**SOURCE MATERIAL:**
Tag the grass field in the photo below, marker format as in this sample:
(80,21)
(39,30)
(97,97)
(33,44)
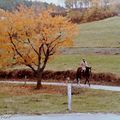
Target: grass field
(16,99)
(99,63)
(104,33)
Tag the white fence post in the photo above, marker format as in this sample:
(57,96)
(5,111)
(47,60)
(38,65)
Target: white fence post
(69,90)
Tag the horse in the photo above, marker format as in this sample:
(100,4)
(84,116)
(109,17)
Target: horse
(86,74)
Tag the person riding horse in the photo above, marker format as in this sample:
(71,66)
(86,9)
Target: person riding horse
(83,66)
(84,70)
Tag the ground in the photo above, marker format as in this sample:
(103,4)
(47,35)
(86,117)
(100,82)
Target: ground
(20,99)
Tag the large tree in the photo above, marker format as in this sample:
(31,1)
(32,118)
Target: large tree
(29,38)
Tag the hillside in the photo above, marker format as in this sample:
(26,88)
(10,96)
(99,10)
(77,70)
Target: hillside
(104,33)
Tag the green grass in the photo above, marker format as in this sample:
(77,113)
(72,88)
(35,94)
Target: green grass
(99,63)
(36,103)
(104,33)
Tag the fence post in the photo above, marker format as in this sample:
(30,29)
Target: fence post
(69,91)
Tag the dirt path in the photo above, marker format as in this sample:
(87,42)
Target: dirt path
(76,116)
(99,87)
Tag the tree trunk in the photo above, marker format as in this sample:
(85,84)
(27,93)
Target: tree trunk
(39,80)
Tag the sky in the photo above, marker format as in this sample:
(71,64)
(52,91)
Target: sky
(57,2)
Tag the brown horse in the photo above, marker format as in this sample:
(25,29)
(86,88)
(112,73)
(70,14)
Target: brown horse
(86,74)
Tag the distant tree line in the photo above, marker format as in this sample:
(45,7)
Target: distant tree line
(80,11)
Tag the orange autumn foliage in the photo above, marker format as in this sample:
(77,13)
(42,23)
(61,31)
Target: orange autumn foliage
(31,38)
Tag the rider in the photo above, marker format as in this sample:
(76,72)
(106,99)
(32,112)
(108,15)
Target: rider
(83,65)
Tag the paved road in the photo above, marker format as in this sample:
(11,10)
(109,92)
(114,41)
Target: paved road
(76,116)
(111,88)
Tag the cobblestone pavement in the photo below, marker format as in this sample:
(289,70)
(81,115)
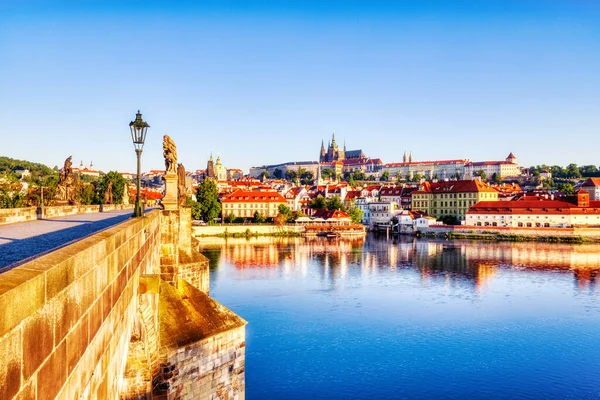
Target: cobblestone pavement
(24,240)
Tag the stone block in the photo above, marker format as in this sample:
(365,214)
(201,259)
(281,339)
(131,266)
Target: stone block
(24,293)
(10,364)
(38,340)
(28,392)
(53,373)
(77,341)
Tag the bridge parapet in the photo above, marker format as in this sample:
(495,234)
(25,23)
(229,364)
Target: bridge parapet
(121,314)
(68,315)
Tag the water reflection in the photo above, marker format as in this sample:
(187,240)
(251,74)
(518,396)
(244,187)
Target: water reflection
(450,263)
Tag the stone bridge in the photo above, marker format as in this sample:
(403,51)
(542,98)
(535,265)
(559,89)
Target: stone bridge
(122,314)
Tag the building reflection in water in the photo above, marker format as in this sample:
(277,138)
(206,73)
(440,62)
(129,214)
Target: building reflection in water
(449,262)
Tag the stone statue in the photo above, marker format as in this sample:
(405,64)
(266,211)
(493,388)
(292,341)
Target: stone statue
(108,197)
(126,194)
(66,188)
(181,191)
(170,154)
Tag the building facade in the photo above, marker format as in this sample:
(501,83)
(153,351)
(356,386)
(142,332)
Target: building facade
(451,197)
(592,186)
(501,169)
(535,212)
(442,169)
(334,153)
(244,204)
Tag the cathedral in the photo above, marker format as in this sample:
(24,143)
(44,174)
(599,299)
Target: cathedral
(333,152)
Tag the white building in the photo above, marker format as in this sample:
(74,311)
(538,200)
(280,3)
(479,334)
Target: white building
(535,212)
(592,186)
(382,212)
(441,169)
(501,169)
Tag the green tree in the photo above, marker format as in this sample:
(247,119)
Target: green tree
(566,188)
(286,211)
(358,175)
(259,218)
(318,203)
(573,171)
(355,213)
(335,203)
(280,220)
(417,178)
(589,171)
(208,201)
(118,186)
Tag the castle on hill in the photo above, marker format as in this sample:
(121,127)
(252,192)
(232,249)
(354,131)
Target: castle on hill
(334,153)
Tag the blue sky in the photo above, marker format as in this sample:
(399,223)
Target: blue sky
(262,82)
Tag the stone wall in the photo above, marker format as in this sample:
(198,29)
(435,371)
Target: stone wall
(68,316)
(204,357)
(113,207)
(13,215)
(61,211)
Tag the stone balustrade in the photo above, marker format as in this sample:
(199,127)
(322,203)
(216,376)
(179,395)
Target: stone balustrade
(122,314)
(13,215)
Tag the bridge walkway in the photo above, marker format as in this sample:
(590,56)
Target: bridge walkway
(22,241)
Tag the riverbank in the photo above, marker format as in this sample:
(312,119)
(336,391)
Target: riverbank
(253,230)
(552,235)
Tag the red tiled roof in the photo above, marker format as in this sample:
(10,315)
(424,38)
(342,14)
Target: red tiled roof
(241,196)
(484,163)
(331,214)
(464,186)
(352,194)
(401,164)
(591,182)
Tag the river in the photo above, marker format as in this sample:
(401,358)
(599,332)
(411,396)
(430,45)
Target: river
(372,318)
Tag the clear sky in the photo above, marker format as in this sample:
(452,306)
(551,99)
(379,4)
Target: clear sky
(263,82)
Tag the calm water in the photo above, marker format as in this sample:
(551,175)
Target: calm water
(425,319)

--

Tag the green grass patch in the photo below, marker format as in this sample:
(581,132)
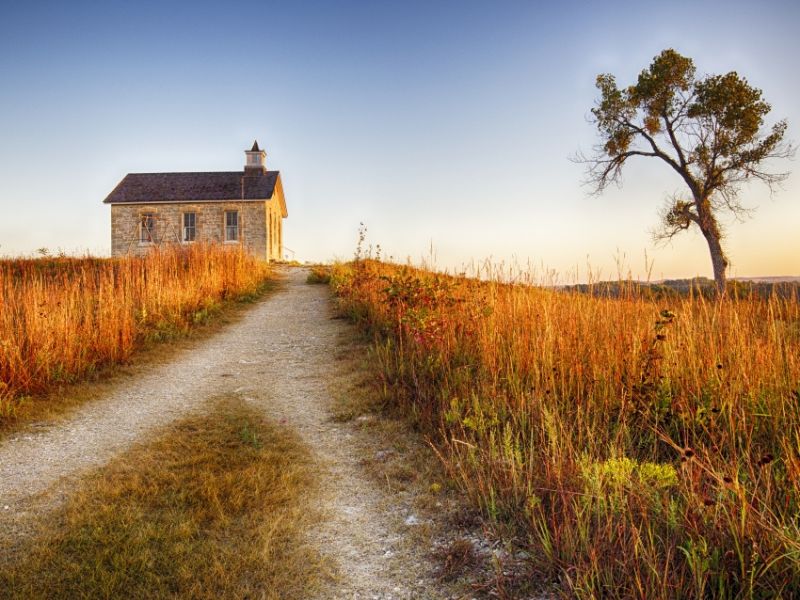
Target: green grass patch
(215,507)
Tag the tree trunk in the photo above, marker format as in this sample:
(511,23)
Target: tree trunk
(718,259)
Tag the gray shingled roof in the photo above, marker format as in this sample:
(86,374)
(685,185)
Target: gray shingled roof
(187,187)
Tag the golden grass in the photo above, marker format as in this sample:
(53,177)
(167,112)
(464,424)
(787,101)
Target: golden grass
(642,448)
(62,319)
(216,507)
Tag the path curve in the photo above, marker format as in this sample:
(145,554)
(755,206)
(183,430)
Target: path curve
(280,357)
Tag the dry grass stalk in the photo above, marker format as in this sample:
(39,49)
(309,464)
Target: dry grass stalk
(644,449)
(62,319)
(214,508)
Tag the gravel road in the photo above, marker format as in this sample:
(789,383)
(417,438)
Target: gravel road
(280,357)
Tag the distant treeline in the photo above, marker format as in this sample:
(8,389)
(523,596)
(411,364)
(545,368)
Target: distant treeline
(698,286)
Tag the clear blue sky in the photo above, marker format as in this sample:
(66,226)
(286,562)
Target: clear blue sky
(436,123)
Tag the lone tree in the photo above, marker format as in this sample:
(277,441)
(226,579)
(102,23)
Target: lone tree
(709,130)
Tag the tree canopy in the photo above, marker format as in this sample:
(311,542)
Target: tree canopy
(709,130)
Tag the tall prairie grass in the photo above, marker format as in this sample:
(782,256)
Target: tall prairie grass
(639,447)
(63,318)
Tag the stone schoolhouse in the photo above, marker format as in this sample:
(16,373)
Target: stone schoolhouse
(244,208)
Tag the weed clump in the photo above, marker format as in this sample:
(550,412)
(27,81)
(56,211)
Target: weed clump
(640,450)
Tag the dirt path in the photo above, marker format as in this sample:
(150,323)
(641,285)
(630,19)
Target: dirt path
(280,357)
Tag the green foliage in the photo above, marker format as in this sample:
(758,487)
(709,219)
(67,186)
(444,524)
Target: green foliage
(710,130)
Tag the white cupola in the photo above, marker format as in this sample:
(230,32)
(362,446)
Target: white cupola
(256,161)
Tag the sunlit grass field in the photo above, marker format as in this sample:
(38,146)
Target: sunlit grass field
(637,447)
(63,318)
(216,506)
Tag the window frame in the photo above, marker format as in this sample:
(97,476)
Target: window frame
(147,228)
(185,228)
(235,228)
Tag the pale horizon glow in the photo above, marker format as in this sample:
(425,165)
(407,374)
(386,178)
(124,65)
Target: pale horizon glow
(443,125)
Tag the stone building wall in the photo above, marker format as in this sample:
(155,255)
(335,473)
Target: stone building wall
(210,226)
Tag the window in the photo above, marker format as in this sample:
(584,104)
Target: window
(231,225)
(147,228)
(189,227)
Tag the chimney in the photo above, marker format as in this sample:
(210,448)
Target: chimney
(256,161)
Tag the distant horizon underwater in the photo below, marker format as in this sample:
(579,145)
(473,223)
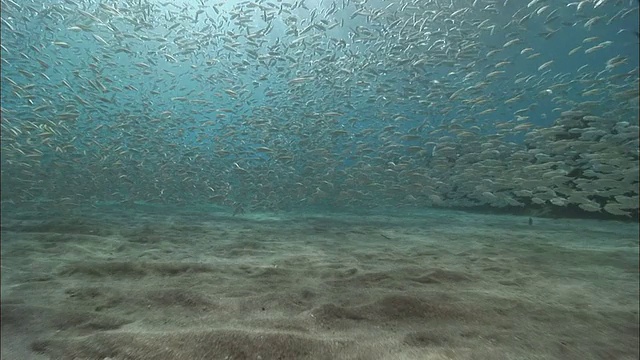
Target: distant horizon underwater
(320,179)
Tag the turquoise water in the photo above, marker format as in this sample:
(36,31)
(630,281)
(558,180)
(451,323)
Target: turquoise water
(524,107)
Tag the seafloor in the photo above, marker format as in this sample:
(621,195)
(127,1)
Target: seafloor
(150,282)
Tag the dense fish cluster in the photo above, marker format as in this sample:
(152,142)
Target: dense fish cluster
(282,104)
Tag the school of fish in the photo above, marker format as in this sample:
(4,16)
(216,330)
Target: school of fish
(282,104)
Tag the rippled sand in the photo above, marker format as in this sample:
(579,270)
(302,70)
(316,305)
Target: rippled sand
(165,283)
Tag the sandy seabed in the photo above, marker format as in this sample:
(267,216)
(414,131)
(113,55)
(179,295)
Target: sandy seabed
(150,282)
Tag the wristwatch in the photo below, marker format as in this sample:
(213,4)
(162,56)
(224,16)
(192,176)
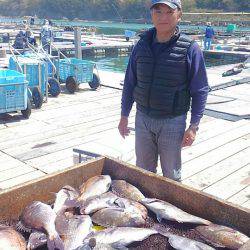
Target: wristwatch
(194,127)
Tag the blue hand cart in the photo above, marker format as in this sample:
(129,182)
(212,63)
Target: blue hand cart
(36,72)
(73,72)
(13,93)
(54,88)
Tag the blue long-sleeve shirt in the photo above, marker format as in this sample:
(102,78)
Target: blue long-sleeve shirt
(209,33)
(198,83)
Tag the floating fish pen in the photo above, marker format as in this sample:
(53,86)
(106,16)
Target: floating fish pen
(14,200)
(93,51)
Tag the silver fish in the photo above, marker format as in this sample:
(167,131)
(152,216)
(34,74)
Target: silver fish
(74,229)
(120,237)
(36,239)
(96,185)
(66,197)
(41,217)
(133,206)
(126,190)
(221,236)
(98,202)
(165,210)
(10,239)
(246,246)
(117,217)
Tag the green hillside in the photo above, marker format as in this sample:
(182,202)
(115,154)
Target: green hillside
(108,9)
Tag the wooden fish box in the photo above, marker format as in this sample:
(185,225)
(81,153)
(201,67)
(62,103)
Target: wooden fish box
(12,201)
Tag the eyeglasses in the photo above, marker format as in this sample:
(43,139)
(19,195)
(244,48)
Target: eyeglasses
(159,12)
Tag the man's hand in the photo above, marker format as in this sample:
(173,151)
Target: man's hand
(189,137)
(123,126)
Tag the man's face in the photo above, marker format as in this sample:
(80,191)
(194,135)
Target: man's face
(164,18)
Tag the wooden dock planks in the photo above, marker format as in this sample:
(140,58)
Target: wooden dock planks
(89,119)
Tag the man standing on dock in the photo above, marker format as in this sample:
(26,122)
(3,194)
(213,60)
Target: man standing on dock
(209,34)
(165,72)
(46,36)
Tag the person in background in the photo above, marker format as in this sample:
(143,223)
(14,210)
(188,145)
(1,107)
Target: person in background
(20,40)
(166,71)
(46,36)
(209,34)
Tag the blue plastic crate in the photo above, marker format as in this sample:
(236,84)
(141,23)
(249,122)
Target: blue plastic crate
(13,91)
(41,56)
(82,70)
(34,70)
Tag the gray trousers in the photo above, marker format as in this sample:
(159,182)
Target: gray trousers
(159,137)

**OBJECTIVE:**
List each line in the items above that contains the string "tiled". Case counts.

**OUTPUT OF THE EXERCISE:**
Tag the red tiled roof in the photo above, marker format as in this sample:
Target: red tiled roof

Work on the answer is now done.